TO DO
First find the line with "point(599, 186)" in the entries below, then set down exactly every line through the line with "point(15, 455)", that line included.

BEGIN SOURCE RECORDS

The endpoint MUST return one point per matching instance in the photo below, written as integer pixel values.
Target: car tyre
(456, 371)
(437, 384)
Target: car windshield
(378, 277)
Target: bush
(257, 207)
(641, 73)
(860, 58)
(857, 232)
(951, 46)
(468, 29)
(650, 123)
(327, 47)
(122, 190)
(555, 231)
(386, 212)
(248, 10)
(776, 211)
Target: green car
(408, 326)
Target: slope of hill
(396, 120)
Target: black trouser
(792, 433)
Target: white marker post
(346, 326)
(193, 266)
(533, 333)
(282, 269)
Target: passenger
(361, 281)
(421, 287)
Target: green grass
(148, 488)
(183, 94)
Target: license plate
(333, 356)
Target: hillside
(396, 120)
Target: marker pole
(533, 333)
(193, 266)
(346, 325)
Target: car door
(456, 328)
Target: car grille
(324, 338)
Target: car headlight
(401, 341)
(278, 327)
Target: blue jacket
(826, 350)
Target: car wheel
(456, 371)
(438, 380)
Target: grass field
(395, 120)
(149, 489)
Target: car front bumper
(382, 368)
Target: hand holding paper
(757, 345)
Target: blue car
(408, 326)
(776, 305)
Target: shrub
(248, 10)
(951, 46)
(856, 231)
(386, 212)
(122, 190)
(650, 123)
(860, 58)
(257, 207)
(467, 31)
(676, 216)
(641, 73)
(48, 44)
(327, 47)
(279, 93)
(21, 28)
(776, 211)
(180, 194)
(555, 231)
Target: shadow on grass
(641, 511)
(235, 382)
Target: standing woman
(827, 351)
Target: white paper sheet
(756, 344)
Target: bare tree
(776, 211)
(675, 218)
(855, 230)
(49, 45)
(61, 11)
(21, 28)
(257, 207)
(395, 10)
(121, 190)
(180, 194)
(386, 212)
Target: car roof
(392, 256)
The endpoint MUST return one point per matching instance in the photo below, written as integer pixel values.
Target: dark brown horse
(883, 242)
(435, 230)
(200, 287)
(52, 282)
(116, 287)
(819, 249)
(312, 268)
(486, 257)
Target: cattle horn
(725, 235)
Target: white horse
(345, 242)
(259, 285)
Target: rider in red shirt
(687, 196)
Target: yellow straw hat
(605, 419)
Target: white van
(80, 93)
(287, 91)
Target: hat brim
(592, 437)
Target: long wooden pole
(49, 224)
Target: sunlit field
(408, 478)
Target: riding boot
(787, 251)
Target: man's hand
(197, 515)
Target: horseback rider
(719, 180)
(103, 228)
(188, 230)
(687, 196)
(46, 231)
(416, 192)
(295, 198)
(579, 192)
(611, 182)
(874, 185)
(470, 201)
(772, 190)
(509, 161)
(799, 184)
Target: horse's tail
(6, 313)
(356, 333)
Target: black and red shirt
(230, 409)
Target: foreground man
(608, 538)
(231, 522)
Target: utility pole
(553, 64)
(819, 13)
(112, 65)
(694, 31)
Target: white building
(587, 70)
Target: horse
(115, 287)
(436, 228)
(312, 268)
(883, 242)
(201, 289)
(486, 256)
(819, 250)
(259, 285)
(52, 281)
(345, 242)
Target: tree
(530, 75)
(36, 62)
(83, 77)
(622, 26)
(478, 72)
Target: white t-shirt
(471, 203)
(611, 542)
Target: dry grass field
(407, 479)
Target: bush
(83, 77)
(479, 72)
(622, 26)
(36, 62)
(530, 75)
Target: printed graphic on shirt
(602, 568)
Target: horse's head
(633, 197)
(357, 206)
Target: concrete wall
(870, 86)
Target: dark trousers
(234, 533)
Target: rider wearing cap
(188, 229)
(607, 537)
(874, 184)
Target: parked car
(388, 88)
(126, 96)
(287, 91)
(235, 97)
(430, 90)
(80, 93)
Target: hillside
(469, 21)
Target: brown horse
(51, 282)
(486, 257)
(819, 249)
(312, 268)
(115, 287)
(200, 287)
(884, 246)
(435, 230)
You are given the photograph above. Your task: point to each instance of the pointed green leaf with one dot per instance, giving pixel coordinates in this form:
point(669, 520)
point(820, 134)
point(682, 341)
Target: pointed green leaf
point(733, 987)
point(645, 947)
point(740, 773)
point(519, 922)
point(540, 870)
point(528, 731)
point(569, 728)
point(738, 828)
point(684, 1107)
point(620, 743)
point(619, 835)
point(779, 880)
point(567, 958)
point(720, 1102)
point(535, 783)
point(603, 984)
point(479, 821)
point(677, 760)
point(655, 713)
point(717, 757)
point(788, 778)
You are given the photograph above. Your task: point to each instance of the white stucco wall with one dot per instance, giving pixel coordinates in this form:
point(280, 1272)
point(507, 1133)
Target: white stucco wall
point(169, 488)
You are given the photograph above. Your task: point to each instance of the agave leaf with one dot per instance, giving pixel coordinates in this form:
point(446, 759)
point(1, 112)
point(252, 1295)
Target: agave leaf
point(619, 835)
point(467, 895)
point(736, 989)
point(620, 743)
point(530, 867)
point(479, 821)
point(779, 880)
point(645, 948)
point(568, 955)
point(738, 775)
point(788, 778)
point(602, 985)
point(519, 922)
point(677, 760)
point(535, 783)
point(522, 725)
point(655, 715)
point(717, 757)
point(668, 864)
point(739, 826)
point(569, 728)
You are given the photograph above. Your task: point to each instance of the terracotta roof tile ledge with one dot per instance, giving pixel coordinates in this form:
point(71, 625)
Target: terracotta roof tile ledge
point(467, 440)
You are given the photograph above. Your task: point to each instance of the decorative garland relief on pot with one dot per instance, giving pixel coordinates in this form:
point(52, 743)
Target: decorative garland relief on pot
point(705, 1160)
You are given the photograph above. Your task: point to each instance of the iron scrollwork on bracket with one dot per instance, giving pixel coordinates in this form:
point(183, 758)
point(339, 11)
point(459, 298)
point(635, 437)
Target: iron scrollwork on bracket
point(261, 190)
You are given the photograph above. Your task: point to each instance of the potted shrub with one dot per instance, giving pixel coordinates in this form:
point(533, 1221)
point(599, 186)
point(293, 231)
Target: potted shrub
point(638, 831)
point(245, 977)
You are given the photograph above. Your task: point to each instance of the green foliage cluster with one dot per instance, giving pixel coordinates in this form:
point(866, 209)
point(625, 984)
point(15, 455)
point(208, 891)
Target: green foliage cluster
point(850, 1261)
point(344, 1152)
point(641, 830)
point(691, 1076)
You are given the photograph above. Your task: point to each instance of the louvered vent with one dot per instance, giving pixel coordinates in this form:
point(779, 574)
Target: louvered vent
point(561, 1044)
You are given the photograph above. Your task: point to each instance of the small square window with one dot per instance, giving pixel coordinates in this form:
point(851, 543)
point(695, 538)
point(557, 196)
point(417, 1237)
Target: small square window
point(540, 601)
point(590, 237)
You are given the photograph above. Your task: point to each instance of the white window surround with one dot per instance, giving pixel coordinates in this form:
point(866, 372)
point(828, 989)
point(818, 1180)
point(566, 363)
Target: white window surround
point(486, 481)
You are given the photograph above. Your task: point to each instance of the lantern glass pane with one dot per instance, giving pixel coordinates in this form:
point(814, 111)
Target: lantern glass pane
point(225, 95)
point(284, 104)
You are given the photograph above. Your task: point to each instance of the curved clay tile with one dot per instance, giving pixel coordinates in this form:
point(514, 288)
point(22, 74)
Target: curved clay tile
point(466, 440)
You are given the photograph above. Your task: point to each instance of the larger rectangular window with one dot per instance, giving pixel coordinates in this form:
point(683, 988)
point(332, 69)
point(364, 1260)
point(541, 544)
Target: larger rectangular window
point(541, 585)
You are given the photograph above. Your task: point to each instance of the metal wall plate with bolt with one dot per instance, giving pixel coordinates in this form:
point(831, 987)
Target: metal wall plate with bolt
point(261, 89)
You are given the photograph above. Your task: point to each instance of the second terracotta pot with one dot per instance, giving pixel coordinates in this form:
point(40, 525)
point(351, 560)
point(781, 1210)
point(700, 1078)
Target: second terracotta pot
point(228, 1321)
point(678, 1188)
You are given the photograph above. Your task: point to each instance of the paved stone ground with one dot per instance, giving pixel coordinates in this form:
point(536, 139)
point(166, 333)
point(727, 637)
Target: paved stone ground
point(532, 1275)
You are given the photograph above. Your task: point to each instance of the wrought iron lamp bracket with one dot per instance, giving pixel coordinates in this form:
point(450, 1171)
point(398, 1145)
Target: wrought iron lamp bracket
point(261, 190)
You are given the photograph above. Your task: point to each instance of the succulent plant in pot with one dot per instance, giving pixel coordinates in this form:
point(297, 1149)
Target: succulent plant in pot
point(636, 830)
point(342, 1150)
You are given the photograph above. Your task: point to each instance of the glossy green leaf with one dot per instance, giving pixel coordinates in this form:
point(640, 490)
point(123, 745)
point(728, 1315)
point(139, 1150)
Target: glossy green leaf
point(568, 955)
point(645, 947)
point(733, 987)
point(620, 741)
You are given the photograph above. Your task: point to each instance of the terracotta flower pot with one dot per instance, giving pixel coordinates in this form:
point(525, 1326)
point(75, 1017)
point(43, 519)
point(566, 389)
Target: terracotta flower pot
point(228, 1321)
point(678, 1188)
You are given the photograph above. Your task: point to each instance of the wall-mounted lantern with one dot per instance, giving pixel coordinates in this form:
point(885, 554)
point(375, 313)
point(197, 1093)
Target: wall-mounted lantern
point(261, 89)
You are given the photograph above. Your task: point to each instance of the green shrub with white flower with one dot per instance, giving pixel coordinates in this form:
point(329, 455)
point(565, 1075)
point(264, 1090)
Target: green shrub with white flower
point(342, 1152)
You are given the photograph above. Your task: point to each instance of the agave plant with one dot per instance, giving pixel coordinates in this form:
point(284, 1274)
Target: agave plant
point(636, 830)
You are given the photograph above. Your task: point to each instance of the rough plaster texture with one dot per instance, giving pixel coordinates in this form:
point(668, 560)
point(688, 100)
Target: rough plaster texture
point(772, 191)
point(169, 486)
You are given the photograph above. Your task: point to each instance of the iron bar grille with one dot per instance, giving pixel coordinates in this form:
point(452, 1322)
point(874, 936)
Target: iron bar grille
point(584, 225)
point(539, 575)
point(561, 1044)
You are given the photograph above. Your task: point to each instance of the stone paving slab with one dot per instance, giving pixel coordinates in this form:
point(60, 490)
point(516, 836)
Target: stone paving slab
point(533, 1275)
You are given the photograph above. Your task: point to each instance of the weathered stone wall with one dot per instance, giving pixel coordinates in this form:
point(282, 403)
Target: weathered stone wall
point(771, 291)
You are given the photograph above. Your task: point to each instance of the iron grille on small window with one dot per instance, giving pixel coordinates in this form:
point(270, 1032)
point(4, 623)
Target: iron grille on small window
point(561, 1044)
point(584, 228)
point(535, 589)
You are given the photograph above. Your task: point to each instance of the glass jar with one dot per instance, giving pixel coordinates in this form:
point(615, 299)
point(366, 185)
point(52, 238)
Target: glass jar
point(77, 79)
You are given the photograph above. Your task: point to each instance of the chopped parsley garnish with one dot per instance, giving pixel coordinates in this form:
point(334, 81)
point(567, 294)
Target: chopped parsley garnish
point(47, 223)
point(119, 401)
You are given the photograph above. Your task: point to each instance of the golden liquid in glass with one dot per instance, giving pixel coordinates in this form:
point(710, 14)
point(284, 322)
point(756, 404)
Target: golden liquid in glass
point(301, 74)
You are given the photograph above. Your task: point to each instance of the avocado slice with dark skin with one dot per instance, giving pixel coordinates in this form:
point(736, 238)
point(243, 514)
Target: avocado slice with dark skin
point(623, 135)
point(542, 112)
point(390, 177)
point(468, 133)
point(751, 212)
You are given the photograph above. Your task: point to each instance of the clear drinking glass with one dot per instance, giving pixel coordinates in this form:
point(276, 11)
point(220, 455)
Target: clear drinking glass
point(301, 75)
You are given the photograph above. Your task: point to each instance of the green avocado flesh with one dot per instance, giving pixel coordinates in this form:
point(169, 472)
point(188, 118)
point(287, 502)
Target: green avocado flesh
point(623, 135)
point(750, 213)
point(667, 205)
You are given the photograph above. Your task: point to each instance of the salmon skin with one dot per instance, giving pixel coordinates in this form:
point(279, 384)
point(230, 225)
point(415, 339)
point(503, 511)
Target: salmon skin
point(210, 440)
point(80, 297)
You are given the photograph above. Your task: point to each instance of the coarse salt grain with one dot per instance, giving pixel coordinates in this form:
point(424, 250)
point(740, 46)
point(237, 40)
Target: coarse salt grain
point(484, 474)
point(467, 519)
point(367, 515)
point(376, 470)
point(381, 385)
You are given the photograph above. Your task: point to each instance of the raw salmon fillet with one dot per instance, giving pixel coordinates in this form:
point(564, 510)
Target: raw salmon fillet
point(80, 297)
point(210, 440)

END SOURCE RECORDS

EXERCISE OUTPUT
point(599, 186)
point(293, 231)
Target: potted shrub
point(638, 831)
point(245, 977)
You are given the photograph above. Your task: point to each instance of the green foliage cluster with one dot per instance, giving pixel coordinates in this form:
point(866, 209)
point(625, 984)
point(15, 455)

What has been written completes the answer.